EXERCISE DESCRIPTION |
Every record must be retyped exactly as it reads.
BEGIN ENTRIES SHOWN
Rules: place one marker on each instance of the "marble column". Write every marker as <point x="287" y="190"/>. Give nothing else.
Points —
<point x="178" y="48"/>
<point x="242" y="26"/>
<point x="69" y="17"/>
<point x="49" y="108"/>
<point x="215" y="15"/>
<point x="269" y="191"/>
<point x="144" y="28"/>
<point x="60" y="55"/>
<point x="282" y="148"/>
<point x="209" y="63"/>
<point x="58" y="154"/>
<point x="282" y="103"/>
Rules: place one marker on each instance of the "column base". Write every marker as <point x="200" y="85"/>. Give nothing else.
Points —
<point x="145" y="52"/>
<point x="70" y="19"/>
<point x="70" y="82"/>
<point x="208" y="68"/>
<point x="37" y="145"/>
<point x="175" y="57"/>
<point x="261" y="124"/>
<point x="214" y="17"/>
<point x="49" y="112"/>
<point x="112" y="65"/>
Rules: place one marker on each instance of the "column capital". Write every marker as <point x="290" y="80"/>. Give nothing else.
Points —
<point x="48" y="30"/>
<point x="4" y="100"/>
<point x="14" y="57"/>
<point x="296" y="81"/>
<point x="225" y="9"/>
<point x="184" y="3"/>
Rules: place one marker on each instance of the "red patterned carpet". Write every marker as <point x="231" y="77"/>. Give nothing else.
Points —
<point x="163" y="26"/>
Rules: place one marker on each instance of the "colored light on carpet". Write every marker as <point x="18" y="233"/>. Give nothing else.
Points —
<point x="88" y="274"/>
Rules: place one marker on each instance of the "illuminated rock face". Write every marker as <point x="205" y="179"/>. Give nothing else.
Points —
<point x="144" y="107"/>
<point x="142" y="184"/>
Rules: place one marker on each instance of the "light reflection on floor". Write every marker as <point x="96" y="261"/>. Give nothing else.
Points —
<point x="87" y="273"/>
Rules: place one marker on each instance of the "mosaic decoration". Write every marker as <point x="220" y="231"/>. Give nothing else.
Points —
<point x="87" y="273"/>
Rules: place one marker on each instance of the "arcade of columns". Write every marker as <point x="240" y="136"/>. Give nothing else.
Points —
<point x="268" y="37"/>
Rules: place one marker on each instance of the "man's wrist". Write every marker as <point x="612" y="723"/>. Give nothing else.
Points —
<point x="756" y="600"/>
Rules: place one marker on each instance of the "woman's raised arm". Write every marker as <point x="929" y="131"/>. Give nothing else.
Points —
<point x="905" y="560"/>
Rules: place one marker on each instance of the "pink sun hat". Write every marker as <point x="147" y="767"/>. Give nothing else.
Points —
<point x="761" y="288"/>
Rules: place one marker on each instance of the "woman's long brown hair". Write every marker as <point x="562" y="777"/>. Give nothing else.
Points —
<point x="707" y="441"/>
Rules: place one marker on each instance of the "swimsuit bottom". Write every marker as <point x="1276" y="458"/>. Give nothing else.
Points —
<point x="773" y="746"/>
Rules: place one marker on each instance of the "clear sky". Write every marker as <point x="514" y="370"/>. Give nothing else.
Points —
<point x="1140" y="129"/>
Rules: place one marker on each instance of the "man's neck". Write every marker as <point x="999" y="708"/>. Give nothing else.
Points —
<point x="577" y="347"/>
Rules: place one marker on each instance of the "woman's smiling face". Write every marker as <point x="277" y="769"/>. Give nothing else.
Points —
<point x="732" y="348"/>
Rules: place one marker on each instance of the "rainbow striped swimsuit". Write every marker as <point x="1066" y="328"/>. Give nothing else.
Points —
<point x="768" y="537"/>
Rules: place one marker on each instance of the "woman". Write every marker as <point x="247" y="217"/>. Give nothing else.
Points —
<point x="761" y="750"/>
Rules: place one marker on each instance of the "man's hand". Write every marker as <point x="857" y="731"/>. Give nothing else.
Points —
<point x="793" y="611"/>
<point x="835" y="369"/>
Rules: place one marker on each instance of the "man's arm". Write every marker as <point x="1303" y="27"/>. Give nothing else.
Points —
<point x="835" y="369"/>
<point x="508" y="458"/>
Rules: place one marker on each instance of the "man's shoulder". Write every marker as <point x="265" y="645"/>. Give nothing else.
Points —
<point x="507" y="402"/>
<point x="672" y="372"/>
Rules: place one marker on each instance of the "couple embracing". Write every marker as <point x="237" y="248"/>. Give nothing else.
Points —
END ENTRIES SHOWN
WRITTEN REPLY |
Rules: place one marker on each instance of the "marble column". Write every marker as <point x="287" y="190"/>. Give nothing else.
Points —
<point x="178" y="48"/>
<point x="242" y="26"/>
<point x="69" y="17"/>
<point x="49" y="108"/>
<point x="215" y="15"/>
<point x="269" y="191"/>
<point x="144" y="28"/>
<point x="60" y="55"/>
<point x="282" y="148"/>
<point x="209" y="63"/>
<point x="58" y="154"/>
<point x="282" y="103"/>
Rules: place one marker on each instance of the "column base". Write every marker as <point x="200" y="85"/>. Give nothing else.
Points —
<point x="145" y="52"/>
<point x="70" y="19"/>
<point x="70" y="82"/>
<point x="208" y="68"/>
<point x="37" y="145"/>
<point x="175" y="57"/>
<point x="261" y="124"/>
<point x="214" y="17"/>
<point x="49" y="112"/>
<point x="112" y="65"/>
Rules: place one marker on each instance of the "column capital". Write every marker as <point x="290" y="80"/>. Give nothing else.
Points —
<point x="48" y="30"/>
<point x="4" y="100"/>
<point x="14" y="57"/>
<point x="296" y="81"/>
<point x="225" y="9"/>
<point x="184" y="3"/>
Rules: place one marker on each instance of the "red patterned carpet". Write every marker as <point x="231" y="77"/>. Give nothing else.
Points —
<point x="163" y="26"/>
Rules: place one marker on each instance of the "colored light on carpet". Write every marker as <point x="18" y="233"/>. Give nothing else.
Points —
<point x="88" y="274"/>
Rules: place one marker on each instance of the "illuminated rock face". Write every marker as <point x="205" y="179"/>. Give nothing else.
Points —
<point x="144" y="107"/>
<point x="142" y="184"/>
Rules: place one marker on each instance of the "light reflection on floor". Write every marker as <point x="96" y="261"/>. Give nothing else.
Points —
<point x="87" y="273"/>
Rules: place one marker on each instance of the "mosaic decoration". Write every marker as <point x="220" y="231"/>. Give nothing else.
Points —
<point x="87" y="273"/>
Rules: place one marker on each instance of the "arcade of columns". Write every marker as <point x="240" y="136"/>. Give nothing else.
Points —
<point x="268" y="37"/>
Rules: place one marker on each instance of the "man's wrist". Write every marker as <point x="612" y="723"/>. Give nothing else.
Points —
<point x="756" y="600"/>
Rules: place one marker on each instance of the "woman's raised arm". Write every marker as <point x="929" y="131"/>. Give nothing else.
Points —
<point x="905" y="560"/>
Rules: place one marker on each instance of the "pink sun hat". Write every marker as <point x="147" y="767"/>. Give nothing else.
Points —
<point x="761" y="288"/>
Rules: place one marker on each instance of the "woman's long brown hair". Write every marker as <point x="562" y="777"/>. Give nothing else.
Points —
<point x="707" y="441"/>
Rules: place one marker on each instance of the "swimsuit bottom". Write every marker as <point x="1276" y="458"/>. Give nothing else.
Points —
<point x="773" y="746"/>
Rules: place one marker on each instance of the "clear sky". Write every marker as <point x="514" y="370"/>. Give nothing else.
Points —
<point x="1140" y="129"/>
Rules: place one marker on each instance of the "man's neck". Write every marker as <point x="999" y="708"/>. Give nothing else.
Points —
<point x="577" y="347"/>
Rules: place one marker on each instance of the "woman's smiling face". Write every marker as <point x="277" y="769"/>. Give nothing else.
Points —
<point x="732" y="348"/>
Rules: place one marker on each instance of the "rainbow striped swimsuit". Write every marker as <point x="1066" y="328"/>. Give nothing else.
Points —
<point x="768" y="537"/>
Rules: place one marker on each instance of the "woman". Write every marker as <point x="247" y="217"/>. Give nothing else.
Points —
<point x="761" y="750"/>
Rules: place one marker on each instance of the "man's hand". Write every marker as <point x="857" y="731"/>. Give nothing else.
Points —
<point x="793" y="611"/>
<point x="835" y="369"/>
Rules: place one marker on each instance of the "man's arm". Write every marker as <point x="1303" y="27"/>. Give nothing else.
Points —
<point x="835" y="369"/>
<point x="508" y="458"/>
Rules: place one marker on each instance of the "man's shoulder". Write every marker as <point x="265" y="645"/>. Give nothing else.
Points —
<point x="507" y="402"/>
<point x="672" y="372"/>
Rules: place one marker on each instance of the "couple embracing". Write every marker as <point x="237" y="248"/>. Give nothing else.
Points —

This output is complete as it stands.